# Start of Source extract
Still going! i WILL crack 11k points!


----------



## cdawall (Jun 1, 2008)

does 14x225 work? cause that would give a much higher ram speed


----------



## CrackerJack (Jun 1, 2008)

i got a better just by using 16x200 1.375v (bios)


----------



## cdawall (Jun 1, 2008)

CrackerJack said:


> i got a better just by using 16x200 1.375v (bios)



i tihnk im going to try 1.37x volts again to see if its stable


----------



## CrackerJack (Jun 1, 2008)

here's my highest cpu score: i forgot to take a cpu-z screenie. 
http://forums.techpowerup.com/showpost.php?p=801569&postcount=4126

here's a screenshot with the cpu-z (bios was still set at 1.375v)
http://forums.techpowerup.com/showpost.php?p=784999&postcount=4082


----------



## cdawall (Jun 1, 2008)

http://service.futuremark.com/compare?3dm06=6688786

thats my highest @ 3.2ghz ~1.44v (old 580X mobo)


----------



## CrackerJack (Jun 1, 2008)

cdawall said:


> http://service.futuremark.com/compare?3dm06=6688786
> 
> thats my highest @ 3.2ghz ~1.44v (old 580X mobo)



hmm i didn't know they made AM2 x580. I thought they stop making those boards. I've also have a x580, but it's a 939. Which i'm using now.


----------



## cdawall (Jun 1, 2008)

CrackerJack said:


> hmm i didn't know they made AM2 x580. I thought they stop making those boards. I've also have a x580, but it's a 939. Which i'm using now.



yep MSI K9A Platinum was a ATi Xpress 3200 based mobo ie 580X

also what do you think


----------



## CrackerJack (Jun 1, 2008)

cdawall- only 5746  Is your card still not working right?

that's awhole lot better x580 than mine


----------



## cdawall (Jun 2, 2008)

CrackerJack said:


> cdawall- only 5746  Is your card still not working right?
# End of Source extract
# Start of Supplied data
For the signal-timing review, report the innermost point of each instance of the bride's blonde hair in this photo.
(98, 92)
# End of Supplied data
▶ [Required work]
Pick up the overclocking forum thread above and write what comes next.

▶ [Result of the task]
> 
> that's awhole lot better x580 than mine



that was with only one card and it was the bad one....i really think one of my cards is bum but hey its fine i'm thinking about selling them and picking up some 4870s @ BB when the hit the shelfs

also that clock is on my 790FX (MSI K9A*2* platinum) its not stable even when i pushed 1.5v but this is so whats a few mhz? lol i tihnk i found a new 24/7


----------



## CrackerJack (Jun 2, 2008)

cdawall said:


> that was with only one card and it was the bad one....i really think one of my cards is bum but hey its fine i'm thinking about selling them and picking up some 4870s @ BB when the hit the shelfs
> 
> also that clock is on my 790FX (MSI K9A*2* platinum) its not stable even when i pushed 1.5v but this is so whats a few mhz? lol i tihnk i found a new 24/7
> [/IMG]



dude that's really good. so your memory is running at ~934mhz 

yeah if the price is in my range on the 4850, then i get one. then wait a few and get another one. now only if i can sell these 2900's


----------



## cdawall (Jun 2, 2008)

CrackerJack said:


> dude that's really good. so your memory is running at ~934mhz
> 
> yeah if the price is in my range on the 4850, then i get one. then wait a few and get another one. now only if i can sell these 2900's



no that puts the memory @ 1068


----------



## CrackerJack (Jun 2, 2008)

cdawall said:


> no that puts the memory @ 1068



sorry i didn't even look at the memory stats you showed.


----------



## cdawall (Jun 2, 2008)

CrackerJack said:


> sorry i didn't even look at the memory stats you showed.



lol dont be sorry its cool but damn 267x12 is pretty fing sweet i wish i could get 320x10 lol ram 1:2 (DDR1280) but i really have some doubts with that one


----------



## kyle2020 (Jun 3, 2008)

Thread Hijack!


----------



## kyle2020 (Jun 3, 2008)

Anyway, i have a scythe ninja on the way - lets hope its the alpine not letting her run @ 3.2 on 16x @ stock volts. Lets hope 

if so im sure ill get to 11k marks. It has to work 

arrives friday, ill keep you updated


----------



## CrackerJack (Jun 4, 2008)

kyle2020 said:


> Thread Hijack!


----------



## Solaris17 (Jun 4, 2008)

kyle if your ever dating i have solved your probs. with a new cooler this might even work REALLY WELL!!!!!

http://tripleccreation.blogspot.com/2008/04/5000-be-pin-mod-project.html


----------



## MilkyWay (Jun 4, 2008)

i have a MSI Crossfire K9A Platinum AM2 its great it has 2 settings for voltage so i have the % thing at 0 because i dont need it for this cpu but i think max i can go to is 1.4v than i can kick in the other thing to get higher works the same essentially as moving the voltage up normally.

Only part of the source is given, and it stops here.